» **SOURCE EXTRACT**
────────────────

# Vape Break.



## Ricgt (11/8/14)

I was man down this weekend. Had a scratchy throat on friday and woke up with full blown laryngitis on saturday… Could not speak till sunday night.

I made a really tough and agonising decision and decided to take a break from vaping till things clear up in the old voice box. Its been nearly 2 days since Ive had a toot! I am not sure how I feel about this, half of me is like "well done for taking a break" and the other half is "build that coil and smoke me now b##ch!"

To be honest it was EXTREMELY difficult to put the stuff down initially but as the day wore on it became easier than I would have ever thought.

So I am curious, whats your longest period without vaping and for what reason?

Reactions: Like 1


----------



## annemarievdh (11/8/14)

About a month ago I was really sick. Didn't vape for 4 days. Was easy, but love the vaping experience. Don't want to stop.

Reactions: Like 1


----------



## Ricgt (11/8/14)

Shame thats a long one, I am sure you loved it even more after a 4 day break and fresh taste buds! Most of us don't want to stop but it made me think about a thread posted on this forum about the "end game"

Reactions: Like 1


----------



## annemarievdh (11/8/14)

That was about the same time  was torn in 2


----------



## BumbleBee (11/8/14)

The longest I can go without vaping is around 6 to 10 hours, while I'm sleeping

Reactions: Like 2 | Agree 1


----------



## annemarievdh (11/8/14)

BumbleBee said:


> The longest I can go without vaping is around 6 to 10 hours, while I'm sleeping



Hahaha normally for me 2


----------



## RATZ (11/8/14)

For me the longest is five hours.

I'm only four months as a dedicated vaper and this is a breakthrough for me. I was highly addicted to analogues. After one hour, my jaw would start grinding and I would become irritable, two hours in I would get a headache. If for some ungodly reason I was denied my fix for more than three hours, I would be blinded by the headache and so badly distracted that I could not function.

When I took that vape it was more as a reward to myself for a job well done than because of the need. I think being distracted helped as I did not have the physical cravings I did with analogues that would pull me off the most intensive work.

Reactions: Like 1


----------



## annemarievdh (11/8/14)

RATZ said:


> For me the longest is five hours.
> 
> I'm only four months as a dedicated vaper and this is a breakthrough for me. I was highly addicted to analogues. After one hour, my jaw would start grinding and I would become irritable, two hours in I would get a headache. If for some ungodly reason I was denied my fix for more than three hours, I would be blinded by the headache and so badly distracted that I could not function.
> 
> When I took that vape it was more as a reward to myself for a job well done than because of the need. I think being distracted helped as I did not have the physical cravings I did with analogues that would pull me off the most intensive work.



Wow that sounds bad


----------



## Ricgt (11/8/14)

RATZ said:


> For me the longest is five hours.

────────────────

» **STORED ROWS**
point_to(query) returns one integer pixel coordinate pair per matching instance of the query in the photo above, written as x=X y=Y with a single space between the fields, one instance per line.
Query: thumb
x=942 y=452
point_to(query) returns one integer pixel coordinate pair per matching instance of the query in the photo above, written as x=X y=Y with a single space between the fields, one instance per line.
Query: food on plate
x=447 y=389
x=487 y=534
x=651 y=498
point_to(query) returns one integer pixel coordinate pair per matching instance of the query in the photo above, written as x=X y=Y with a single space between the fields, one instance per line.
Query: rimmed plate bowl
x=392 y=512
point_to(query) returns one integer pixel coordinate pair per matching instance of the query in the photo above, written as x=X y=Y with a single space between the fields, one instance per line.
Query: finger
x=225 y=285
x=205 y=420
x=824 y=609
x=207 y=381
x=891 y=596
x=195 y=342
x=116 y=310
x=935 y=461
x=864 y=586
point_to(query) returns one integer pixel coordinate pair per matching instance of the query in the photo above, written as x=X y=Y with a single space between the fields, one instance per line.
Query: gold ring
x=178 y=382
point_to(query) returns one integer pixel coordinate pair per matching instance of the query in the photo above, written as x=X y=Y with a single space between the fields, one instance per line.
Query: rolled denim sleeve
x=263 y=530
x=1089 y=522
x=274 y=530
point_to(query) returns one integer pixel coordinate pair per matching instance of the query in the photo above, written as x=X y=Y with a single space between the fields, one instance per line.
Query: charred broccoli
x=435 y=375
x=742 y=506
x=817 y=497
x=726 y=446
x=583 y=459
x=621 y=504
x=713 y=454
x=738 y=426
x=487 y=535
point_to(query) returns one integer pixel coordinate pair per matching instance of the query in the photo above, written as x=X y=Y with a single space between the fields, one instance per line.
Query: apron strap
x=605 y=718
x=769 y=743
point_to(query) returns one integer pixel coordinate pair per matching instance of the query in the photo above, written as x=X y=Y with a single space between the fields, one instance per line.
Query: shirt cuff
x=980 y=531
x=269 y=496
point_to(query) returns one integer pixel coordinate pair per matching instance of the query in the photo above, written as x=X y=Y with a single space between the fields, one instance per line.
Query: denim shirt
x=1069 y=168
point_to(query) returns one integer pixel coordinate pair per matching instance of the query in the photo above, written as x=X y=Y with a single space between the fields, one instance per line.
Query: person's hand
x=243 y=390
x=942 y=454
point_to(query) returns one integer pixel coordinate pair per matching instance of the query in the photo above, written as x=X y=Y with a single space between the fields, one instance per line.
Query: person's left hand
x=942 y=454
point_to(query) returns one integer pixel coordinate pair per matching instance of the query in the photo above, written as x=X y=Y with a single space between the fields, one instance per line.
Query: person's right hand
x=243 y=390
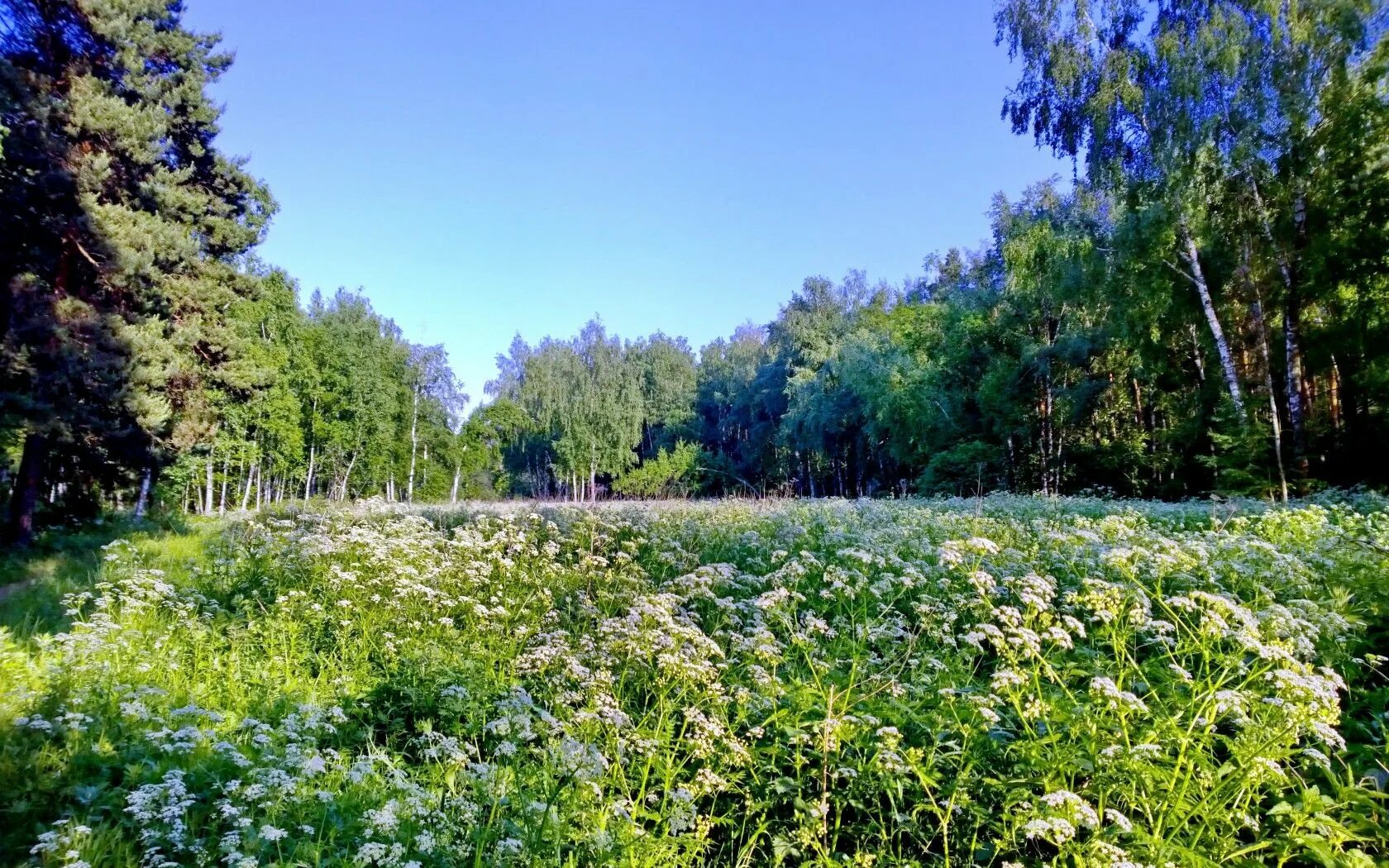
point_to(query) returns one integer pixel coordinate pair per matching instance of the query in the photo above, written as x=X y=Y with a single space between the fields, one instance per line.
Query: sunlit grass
x=996 y=681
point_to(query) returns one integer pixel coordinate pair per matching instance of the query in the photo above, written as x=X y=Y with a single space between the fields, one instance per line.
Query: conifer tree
x=122 y=230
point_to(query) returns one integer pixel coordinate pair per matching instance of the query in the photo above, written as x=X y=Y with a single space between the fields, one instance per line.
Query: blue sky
x=484 y=169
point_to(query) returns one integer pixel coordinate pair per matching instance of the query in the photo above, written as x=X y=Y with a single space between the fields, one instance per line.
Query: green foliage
x=980 y=681
x=670 y=474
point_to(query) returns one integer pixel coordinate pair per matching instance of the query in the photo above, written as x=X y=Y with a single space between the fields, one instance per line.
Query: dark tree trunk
x=26 y=496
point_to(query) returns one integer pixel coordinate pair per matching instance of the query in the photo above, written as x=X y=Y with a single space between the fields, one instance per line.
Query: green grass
x=999 y=681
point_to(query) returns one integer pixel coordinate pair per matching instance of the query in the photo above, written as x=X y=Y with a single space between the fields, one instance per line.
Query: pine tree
x=122 y=230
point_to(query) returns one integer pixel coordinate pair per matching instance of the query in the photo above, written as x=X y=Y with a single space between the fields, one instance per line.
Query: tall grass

────────────────

» **CHALLENGES**
1) According to the vape break thread, how many days did annemarievdh go without vaping while really sick?
2) Return, unchanged, the part of the vape break thread that starts at the words "To be honest" and stops after "for what reason?".
The entries come from a different source than the vape break thread.

» **THE SOLUTIONS**
1) Four days.

2)
To be honest it was EXTREMELY difficult to put the stuff down initially but as the day wore on it became easier than I would have ever thought.

So I am curious, whats your longest period without vaping and for what reason?